> **Text segment**:
---
BTW, I would be grateful if somebody could provide a CUDA-compatible DCT implementation. :D
this should be mostly solved now by this pull request: #1903
I still receive the same error when attempting a 4D fft (even on the latest CUDA.jl release). Did your comment mean that the 4D fft should be working or just that some machinery is now in place to make this possible? I would be happy to help contribute to getting this functioning if someone can provide some initial guidance on what is needed. Thanks!
Thanks for bringing this up. I will try to look into this.
Yes, currenty only a total of up to 3 transform directions are supported. E.g.
fca = fft(CuArray(rand(4,4,4,4,4)), (1,3,4));
transforming directions 1,3,4 out of the 5D array does work. Do you have a use-case of a 4D FFT being needed? I guess one could try to support it by sequentially calling transforms for more trailing directions (e.g. in-place for the result), but it would presumably mean more programming work. @maleadt, any opinion on this? Should the work be invested?
Apparently there is also a new FFT library https://github.com/PaulVirally/VkFFTCUDA.jl, which possibly may want to be supported?
In support of investing the work (which I'm happy to help with if pointed in the right direction), I am using 4D FFTs in conjuction with the Fourier Neural Operator (https://github.com/SciML/NeuralOperators.jl) to model 4D PDE solutions (3 spatial dimensions, and time). This is a feature that is supported in PyTorch (https://pytorch.org/docs/stable/generated/torch.fft.fftn.html#torch.fft.fftn) so I think supporting an n-dimensional FFT would help improve feature parity between julia and python ML toolkits.
@maleadt, any opinion on this?
Not really, sorry. I'm myself not a user of the CUDA FFT functionality.
---
> **Exercise set**:
- a) Copy out a passage of the CUDA.jl FFT thread word for word. Begin at the words "fca = fft(CuArray(rand(4,4,4,4,4)), (1,3,4));" and stop after "work be invested?".
- b) In the CUDA.jl FFT thread, how many transform directions are currently supported in total?

> **Entries provided**:
---
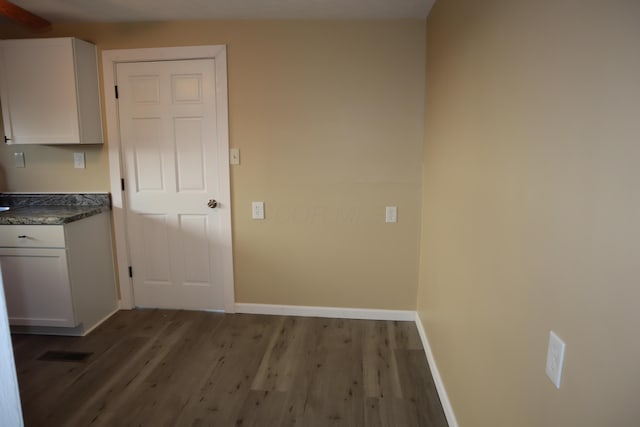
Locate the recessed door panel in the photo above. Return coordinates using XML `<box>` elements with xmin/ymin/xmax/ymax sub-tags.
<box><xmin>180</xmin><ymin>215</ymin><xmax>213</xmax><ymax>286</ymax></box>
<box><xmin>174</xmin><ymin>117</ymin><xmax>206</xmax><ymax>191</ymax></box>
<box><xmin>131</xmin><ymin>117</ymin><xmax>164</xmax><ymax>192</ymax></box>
---
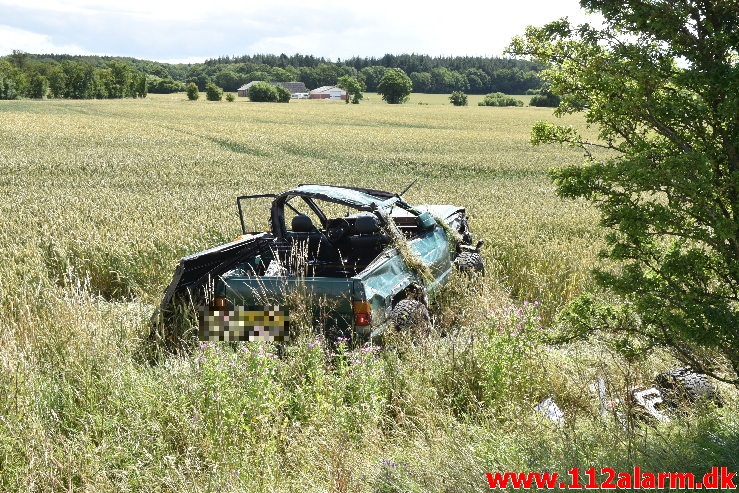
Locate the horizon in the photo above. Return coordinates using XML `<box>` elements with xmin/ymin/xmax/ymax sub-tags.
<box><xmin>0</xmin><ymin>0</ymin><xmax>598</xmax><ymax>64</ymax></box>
---
> **Exercise results**:
- a)
fca = fft(CuArray(rand(4,4,4,4,4)), (1,3,4));
transforming directions 1,3,4 out of the 5D array does work. Do you have a use-case of a 4D FFT being needed? I guess one could try to support it by sequentially calling transforms for more trailing directions (e.g. in-place for the result), but it would presumably mean more programming work. @maleadt, any opinion on this? Should the work be invested?

- b) Up to 3 transform directions in total are supported.